++++ Document text ++++

Life is a game... or more precisely, a heirarched series of games, each feeding into another, an amorphous field of games in which the individual human subject is the eternal participant. The ultimate sum of any game is zero. The game begins and the game ends. Even the winner, it seems, is left in remorse. Once the game ends, the field is closed. For all intents and purposes of the game at hand, all subjects die.
Life, as a whole, seems to express the purpose of evading death. On what level is this death to be affected? Of course one exists on the animal level, where death is merely the biological cessation of unified celluar activity. Yet one also lives on a series of more abstract levels: the individual genetic level, the tribal level (a corrolary to the genetic level), the ideal level (group identity by subscription to a shared intellectual horizon), and the species level. All animals exist within a varying degree to each of these levels, except of course the ideal level to which only humans and some of our more intelligent cousins have access. (The gorrillas' subscription to the ideal, for instance, can be seen in studies which demonstrates some tribes having greater access to certain learned tools and skills. While gorillas might not appreciate the ideal level of identity as fully as their human counterparts and in fact their appreciation might merely be a subsidary of their tribal bonds, to completely discount the possibility of an ideal identity would be both rash and unnecessary so long as we qualify that if an ideal appreciation does exist it is only on the most primitive levels.)

++++ Supplied material ++++

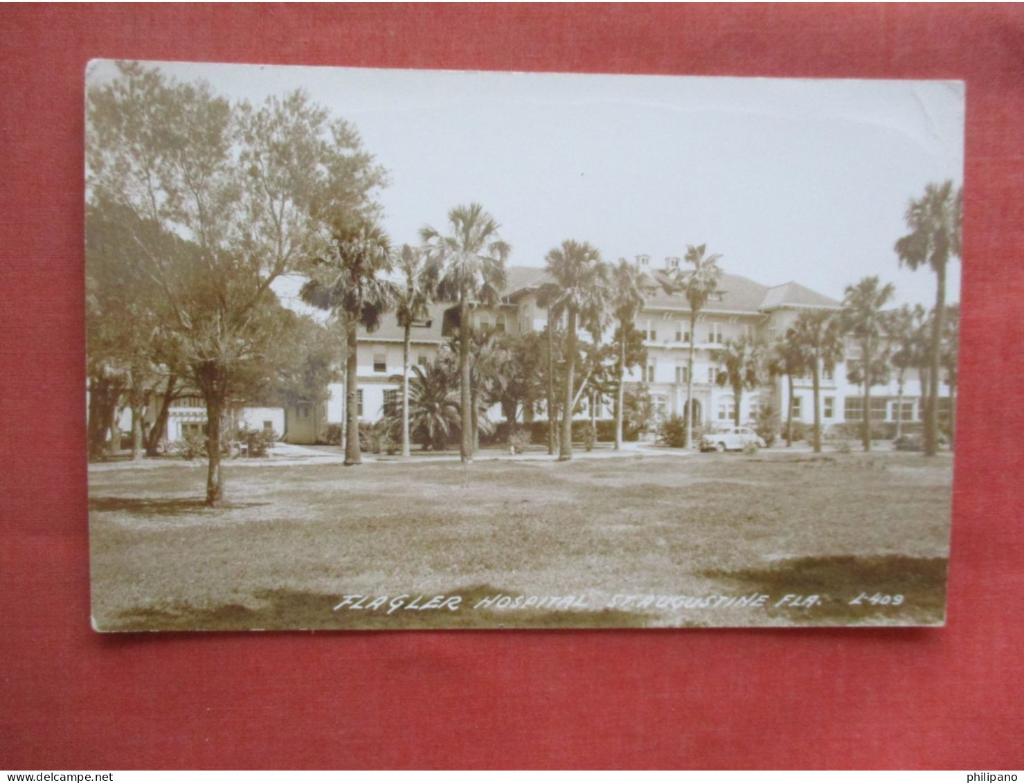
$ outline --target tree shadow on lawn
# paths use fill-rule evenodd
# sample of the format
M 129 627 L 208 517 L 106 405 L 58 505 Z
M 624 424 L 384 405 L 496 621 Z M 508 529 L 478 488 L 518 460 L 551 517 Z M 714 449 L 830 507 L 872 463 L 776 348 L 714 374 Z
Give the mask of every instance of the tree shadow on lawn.
M 767 593 L 769 614 L 800 624 L 940 625 L 945 619 L 947 564 L 945 558 L 829 555 L 702 575 Z M 774 606 L 784 595 L 818 596 L 822 603 L 809 608 Z M 898 604 L 896 596 L 902 597 Z
M 401 594 L 397 594 L 401 595 Z M 422 595 L 425 604 L 432 595 L 411 591 L 407 604 Z M 388 604 L 377 610 L 335 610 L 339 594 L 279 588 L 259 591 L 253 598 L 259 606 L 241 603 L 198 607 L 184 603 L 136 607 L 121 612 L 101 630 L 418 630 L 452 628 L 625 628 L 644 627 L 653 619 L 642 612 L 618 609 L 474 609 L 481 599 L 499 595 L 515 597 L 489 584 L 452 591 L 460 596 L 457 610 L 447 608 L 408 610 L 388 614 Z
M 225 503 L 217 508 L 206 505 L 199 497 L 90 497 L 90 512 L 124 512 L 142 517 L 147 516 L 180 516 L 197 512 L 229 511 L 231 509 L 251 509 L 256 506 L 269 506 L 269 503 Z

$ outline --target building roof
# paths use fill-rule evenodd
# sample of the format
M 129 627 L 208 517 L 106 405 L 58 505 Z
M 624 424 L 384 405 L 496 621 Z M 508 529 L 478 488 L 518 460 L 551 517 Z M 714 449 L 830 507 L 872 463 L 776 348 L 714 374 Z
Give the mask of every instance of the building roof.
M 427 308 L 427 317 L 423 321 L 413 324 L 410 339 L 414 343 L 443 343 L 441 336 L 441 323 L 444 320 L 444 311 L 452 305 L 445 302 L 436 302 Z M 359 327 L 360 340 L 387 340 L 401 342 L 406 339 L 406 330 L 398 325 L 398 319 L 393 312 L 385 313 L 381 318 L 381 325 L 374 332 L 368 333 L 365 327 Z
M 761 303 L 762 310 L 774 310 L 779 307 L 842 307 L 842 304 L 830 297 L 811 291 L 806 286 L 791 281 L 768 289 Z
M 507 270 L 508 284 L 505 288 L 505 299 L 513 299 L 518 295 L 536 291 L 552 277 L 544 269 L 532 266 L 512 266 Z M 682 294 L 669 294 L 667 273 L 663 270 L 647 272 L 648 296 L 645 307 L 648 309 L 666 309 L 689 311 L 689 304 Z M 719 297 L 713 297 L 703 306 L 703 312 L 714 313 L 750 313 L 760 314 L 782 307 L 841 307 L 841 303 L 799 282 L 786 282 L 781 286 L 762 286 L 750 277 L 739 274 L 723 274 L 719 285 Z M 425 324 L 413 328 L 413 342 L 444 342 L 442 327 L 444 311 L 452 304 L 440 302 L 430 305 L 430 315 Z M 451 316 L 450 316 L 451 317 Z M 375 340 L 401 341 L 403 330 L 398 325 L 394 313 L 388 313 L 381 319 L 380 329 L 368 335 L 365 329 L 359 329 L 360 338 Z

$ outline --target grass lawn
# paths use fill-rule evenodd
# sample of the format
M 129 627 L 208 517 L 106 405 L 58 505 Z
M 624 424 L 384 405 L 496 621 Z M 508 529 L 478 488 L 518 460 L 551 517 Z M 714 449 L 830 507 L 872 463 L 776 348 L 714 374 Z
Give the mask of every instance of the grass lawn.
M 200 463 L 90 472 L 98 628 L 943 619 L 948 455 L 228 464 L 225 474 L 229 505 L 214 510 L 201 505 Z

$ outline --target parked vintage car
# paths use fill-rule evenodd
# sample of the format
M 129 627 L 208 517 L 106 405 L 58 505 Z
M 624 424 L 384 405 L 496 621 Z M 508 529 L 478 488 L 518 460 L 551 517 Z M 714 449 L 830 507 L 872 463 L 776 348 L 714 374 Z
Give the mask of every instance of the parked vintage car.
M 730 427 L 721 432 L 710 432 L 700 438 L 701 451 L 741 451 L 751 443 L 765 447 L 764 439 L 750 427 Z

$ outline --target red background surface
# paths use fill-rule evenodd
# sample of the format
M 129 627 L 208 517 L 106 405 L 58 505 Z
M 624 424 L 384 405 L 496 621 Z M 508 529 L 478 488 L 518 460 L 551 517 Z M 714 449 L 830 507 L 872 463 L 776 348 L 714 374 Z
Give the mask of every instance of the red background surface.
M 966 80 L 947 627 L 94 634 L 90 57 Z M 0 69 L 0 768 L 1024 766 L 1020 6 L 5 6 Z

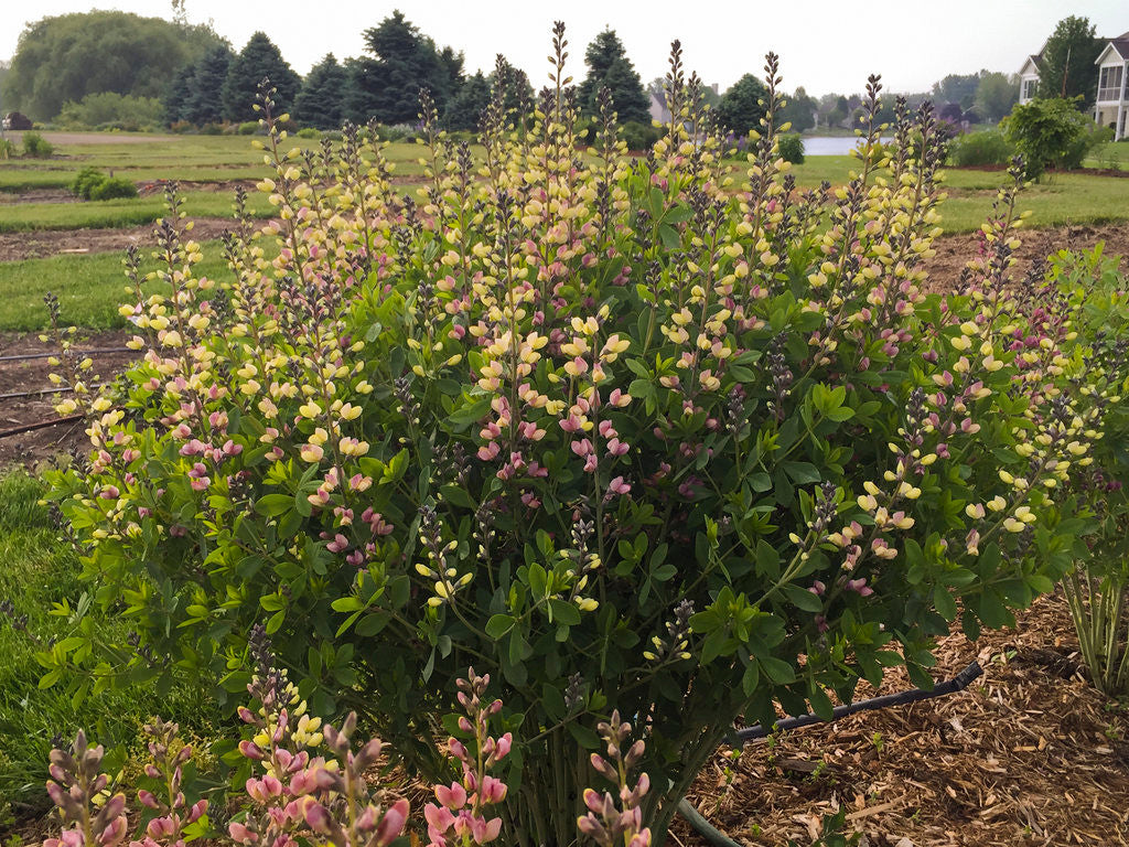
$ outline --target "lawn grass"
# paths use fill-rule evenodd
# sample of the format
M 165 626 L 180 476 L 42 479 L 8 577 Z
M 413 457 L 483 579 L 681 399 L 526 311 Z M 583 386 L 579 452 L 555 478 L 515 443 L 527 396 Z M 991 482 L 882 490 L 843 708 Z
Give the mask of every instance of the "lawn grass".
M 226 218 L 231 215 L 233 193 L 227 191 L 182 191 L 182 211 L 190 218 Z M 247 210 L 253 217 L 269 218 L 273 207 L 266 195 L 252 191 Z M 87 203 L 0 203 L 0 233 L 44 229 L 87 229 L 151 224 L 168 213 L 164 194 L 102 200 Z
M 269 253 L 272 245 L 269 239 L 263 242 Z M 220 242 L 204 242 L 201 252 L 204 259 L 194 265 L 198 276 L 222 279 L 230 273 Z M 0 262 L 0 331 L 36 332 L 46 326 L 43 296 L 47 291 L 59 297 L 60 321 L 64 325 L 89 330 L 125 326 L 125 318 L 117 314 L 119 305 L 128 298 L 123 255 L 113 252 Z M 148 259 L 142 270 L 156 267 L 156 260 Z M 159 287 L 159 282 L 149 282 L 147 292 Z
M 45 489 L 23 471 L 0 471 L 0 599 L 10 602 L 17 615 L 27 615 L 21 631 L 0 612 L 0 813 L 20 818 L 50 805 L 43 783 L 55 735 L 73 737 L 85 728 L 107 748 L 137 749 L 141 724 L 152 715 L 175 717 L 186 728 L 207 728 L 216 718 L 200 692 L 187 686 L 174 686 L 165 698 L 151 688 L 111 690 L 79 708 L 62 684 L 38 688 L 43 669 L 35 661 L 41 649 L 36 641 L 46 644 L 64 626 L 49 615 L 51 605 L 65 601 L 73 606 L 85 590 L 73 553 L 38 505 Z M 107 638 L 128 635 L 124 621 L 91 614 Z
M 68 133 L 73 134 L 73 133 Z M 51 133 L 46 133 L 50 140 Z M 89 138 L 89 141 L 82 141 Z M 60 145 L 56 157 L 43 160 L 0 161 L 0 192 L 27 189 L 65 187 L 84 167 L 112 171 L 133 182 L 181 180 L 184 182 L 226 182 L 260 180 L 270 173 L 263 150 L 252 147 L 252 136 L 130 136 L 143 141 L 107 141 L 106 133 L 81 133 L 79 142 Z M 257 140 L 262 141 L 262 138 Z M 316 139 L 288 138 L 283 149 L 317 149 Z M 420 148 L 414 143 L 391 143 L 385 156 L 400 175 L 422 173 Z

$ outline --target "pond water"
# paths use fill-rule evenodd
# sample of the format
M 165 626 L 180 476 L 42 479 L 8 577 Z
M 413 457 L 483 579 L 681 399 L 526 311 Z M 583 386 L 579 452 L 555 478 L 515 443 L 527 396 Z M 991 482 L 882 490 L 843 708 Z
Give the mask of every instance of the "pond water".
M 889 141 L 889 138 L 882 139 Z M 804 136 L 805 156 L 846 156 L 859 139 L 855 136 Z

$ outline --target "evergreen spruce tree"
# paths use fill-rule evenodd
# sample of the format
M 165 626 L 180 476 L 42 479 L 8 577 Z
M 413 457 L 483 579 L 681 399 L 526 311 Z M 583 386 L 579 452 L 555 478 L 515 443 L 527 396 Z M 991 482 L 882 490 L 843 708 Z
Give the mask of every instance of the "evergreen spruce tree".
M 266 34 L 255 33 L 228 68 L 221 94 L 224 117 L 237 122 L 256 120 L 259 113 L 254 110 L 255 94 L 264 78 L 270 79 L 271 85 L 278 89 L 274 97 L 278 112 L 288 112 L 294 105 L 301 79 L 287 64 L 282 53 Z
M 333 53 L 315 64 L 301 82 L 294 99 L 294 120 L 303 126 L 332 130 L 345 119 L 345 69 L 338 64 Z
M 195 63 L 189 62 L 176 72 L 168 89 L 165 91 L 165 120 L 168 123 L 189 120 L 189 105 L 192 99 L 192 85 L 195 72 Z
M 490 82 L 479 71 L 467 77 L 458 94 L 447 104 L 443 120 L 448 130 L 474 130 L 479 125 L 479 115 L 490 103 Z
M 221 96 L 231 59 L 231 51 L 221 45 L 209 50 L 195 63 L 184 110 L 185 121 L 202 126 L 205 123 L 219 123 L 224 120 Z
M 738 136 L 747 136 L 750 130 L 760 130 L 764 117 L 768 96 L 764 84 L 752 73 L 746 73 L 721 95 L 717 105 L 717 119 L 721 125 Z
M 596 95 L 601 88 L 607 88 L 620 123 L 650 123 L 650 98 L 614 29 L 605 29 L 593 40 L 585 51 L 584 61 L 588 66 L 588 76 L 580 84 L 578 95 L 585 113 L 596 114 Z
M 415 123 L 420 89 L 431 91 L 443 112 L 455 93 L 452 81 L 462 73 L 462 55 L 450 49 L 440 54 L 399 9 L 365 30 L 369 56 L 350 63 L 352 96 L 349 111 L 356 121 L 376 117 L 382 123 Z

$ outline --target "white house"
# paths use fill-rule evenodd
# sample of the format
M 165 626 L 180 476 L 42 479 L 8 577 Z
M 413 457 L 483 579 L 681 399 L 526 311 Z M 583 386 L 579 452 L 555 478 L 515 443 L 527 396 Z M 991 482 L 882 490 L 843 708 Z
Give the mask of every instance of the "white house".
M 1113 138 L 1129 137 L 1129 33 L 1110 38 L 1097 61 L 1097 97 L 1094 99 L 1094 121 L 1099 126 L 1112 126 Z
M 1042 51 L 1029 55 L 1019 69 L 1019 103 L 1035 97 L 1042 55 Z M 1105 40 L 1105 46 L 1094 63 L 1097 66 L 1094 121 L 1099 126 L 1112 126 L 1115 139 L 1129 138 L 1129 33 Z
M 1039 71 L 1042 58 L 1042 51 L 1029 55 L 1027 61 L 1019 69 L 1019 103 L 1027 103 L 1035 98 L 1035 91 L 1039 90 Z

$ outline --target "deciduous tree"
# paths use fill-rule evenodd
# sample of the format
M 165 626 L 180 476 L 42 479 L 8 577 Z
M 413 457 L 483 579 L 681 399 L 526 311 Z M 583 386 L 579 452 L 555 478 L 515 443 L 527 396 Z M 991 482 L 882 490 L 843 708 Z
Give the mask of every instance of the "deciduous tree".
M 46 121 L 88 94 L 161 97 L 178 70 L 221 44 L 208 27 L 123 11 L 46 17 L 19 36 L 3 80 L 5 106 Z
M 738 136 L 759 130 L 764 117 L 764 84 L 752 73 L 746 73 L 721 95 L 717 116 L 721 125 Z

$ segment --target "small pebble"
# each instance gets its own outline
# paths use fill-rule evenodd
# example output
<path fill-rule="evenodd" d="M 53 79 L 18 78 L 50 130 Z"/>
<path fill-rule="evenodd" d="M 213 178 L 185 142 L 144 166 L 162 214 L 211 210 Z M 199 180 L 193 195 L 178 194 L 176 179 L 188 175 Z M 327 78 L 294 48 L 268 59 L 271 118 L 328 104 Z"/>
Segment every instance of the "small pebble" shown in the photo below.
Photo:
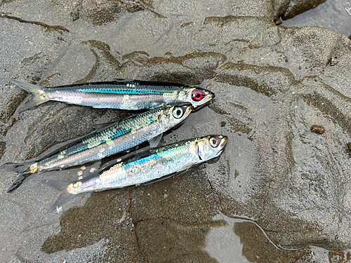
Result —
<path fill-rule="evenodd" d="M 314 133 L 317 134 L 323 134 L 324 133 L 324 128 L 322 126 L 319 126 L 318 125 L 314 125 L 313 126 L 311 127 L 311 131 Z"/>

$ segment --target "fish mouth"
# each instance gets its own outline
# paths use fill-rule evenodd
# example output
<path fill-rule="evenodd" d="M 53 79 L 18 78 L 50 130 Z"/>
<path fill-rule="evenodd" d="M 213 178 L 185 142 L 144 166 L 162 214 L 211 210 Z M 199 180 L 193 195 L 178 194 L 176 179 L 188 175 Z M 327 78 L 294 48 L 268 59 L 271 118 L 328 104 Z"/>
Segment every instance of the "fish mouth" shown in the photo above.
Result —
<path fill-rule="evenodd" d="M 222 138 L 222 141 L 220 142 L 220 147 L 223 149 L 224 147 L 225 147 L 225 145 L 227 145 L 227 142 L 228 142 L 228 137 L 227 136 L 223 136 L 223 135 L 221 135 L 223 137 Z"/>
<path fill-rule="evenodd" d="M 185 119 L 187 117 L 187 116 L 192 112 L 192 107 L 191 104 L 187 103 L 183 105 L 180 106 L 180 108 L 184 112 L 184 114 L 183 115 L 183 118 Z"/>

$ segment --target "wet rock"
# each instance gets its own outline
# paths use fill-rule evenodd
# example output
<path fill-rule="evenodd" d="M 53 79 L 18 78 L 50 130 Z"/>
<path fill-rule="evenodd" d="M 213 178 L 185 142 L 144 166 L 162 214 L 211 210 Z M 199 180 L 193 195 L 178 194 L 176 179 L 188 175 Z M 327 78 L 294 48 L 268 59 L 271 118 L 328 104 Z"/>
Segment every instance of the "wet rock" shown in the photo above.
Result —
<path fill-rule="evenodd" d="M 287 20 L 302 13 L 314 8 L 326 0 L 290 1 L 273 0 L 274 21 L 279 24 L 279 18 Z"/>
<path fill-rule="evenodd" d="M 77 197 L 60 219 L 46 214 L 59 192 L 41 181 L 72 181 L 77 170 L 37 175 L 11 194 L 4 189 L 15 175 L 0 170 L 6 257 L 57 261 L 58 255 L 72 259 L 92 248 L 95 257 L 84 260 L 213 262 L 201 248 L 211 229 L 225 227 L 218 215 L 247 221 L 232 231 L 251 262 L 349 257 L 335 251 L 351 247 L 345 147 L 351 140 L 351 42 L 326 29 L 273 23 L 283 12 L 293 15 L 298 6 L 317 2 L 232 1 L 213 8 L 203 1 L 38 3 L 47 12 L 7 1 L 1 8 L 68 32 L 0 18 L 0 32 L 10 30 L 1 34 L 12 39 L 4 56 L 15 58 L 4 59 L 8 70 L 0 73 L 6 79 L 0 89 L 1 163 L 25 161 L 91 132 L 97 123 L 130 114 L 56 102 L 18 114 L 27 94 L 11 78 L 47 86 L 114 78 L 199 85 L 216 97 L 161 144 L 208 134 L 229 141 L 219 158 L 181 175 L 94 193 L 85 205 L 88 197 Z M 22 14 L 25 8 L 32 12 Z M 33 28 L 35 43 L 25 40 Z M 316 124 L 324 133 L 311 133 Z"/>

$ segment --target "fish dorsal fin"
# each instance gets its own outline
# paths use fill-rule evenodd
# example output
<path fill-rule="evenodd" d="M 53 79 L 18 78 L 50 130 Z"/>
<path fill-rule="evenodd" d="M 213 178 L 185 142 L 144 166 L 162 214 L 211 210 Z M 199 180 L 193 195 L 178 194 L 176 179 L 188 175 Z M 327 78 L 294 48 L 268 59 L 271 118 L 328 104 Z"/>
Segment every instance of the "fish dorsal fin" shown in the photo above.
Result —
<path fill-rule="evenodd" d="M 161 141 L 161 138 L 162 138 L 162 133 L 160 135 L 154 137 L 152 139 L 149 140 L 149 143 L 150 144 L 151 148 L 155 148 L 159 145 L 159 142 Z"/>
<path fill-rule="evenodd" d="M 100 131 L 103 129 L 105 129 L 106 127 L 110 126 L 114 123 L 116 123 L 116 121 L 112 121 L 112 122 L 107 122 L 105 123 L 98 123 L 95 124 L 93 126 L 94 129 L 95 130 L 96 132 Z"/>
<path fill-rule="evenodd" d="M 113 80 L 116 82 L 131 82 L 135 81 L 135 79 L 114 79 Z"/>

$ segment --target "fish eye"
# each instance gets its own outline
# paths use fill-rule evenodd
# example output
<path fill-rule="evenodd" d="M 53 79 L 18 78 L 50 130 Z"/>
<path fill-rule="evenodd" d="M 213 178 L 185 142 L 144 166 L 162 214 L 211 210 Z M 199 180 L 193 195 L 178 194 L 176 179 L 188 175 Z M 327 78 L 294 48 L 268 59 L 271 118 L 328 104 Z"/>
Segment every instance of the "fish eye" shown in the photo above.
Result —
<path fill-rule="evenodd" d="M 194 90 L 192 93 L 192 100 L 196 102 L 199 102 L 204 97 L 204 94 L 201 90 Z"/>
<path fill-rule="evenodd" d="M 173 110 L 174 118 L 179 119 L 183 116 L 183 112 L 182 108 L 177 107 L 177 108 L 174 109 L 174 110 Z"/>
<path fill-rule="evenodd" d="M 208 142 L 210 143 L 210 145 L 213 147 L 213 148 L 216 148 L 217 147 L 218 145 L 219 145 L 219 140 L 217 139 L 217 138 L 215 138 L 215 137 L 211 137 L 208 140 Z"/>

++++

*Work task*:
On which levels does the passage about life as a game say one exists or lives?

*Answer area*:
The animal level, the individual genetic level, the tribal level, the ideal level, and the species level.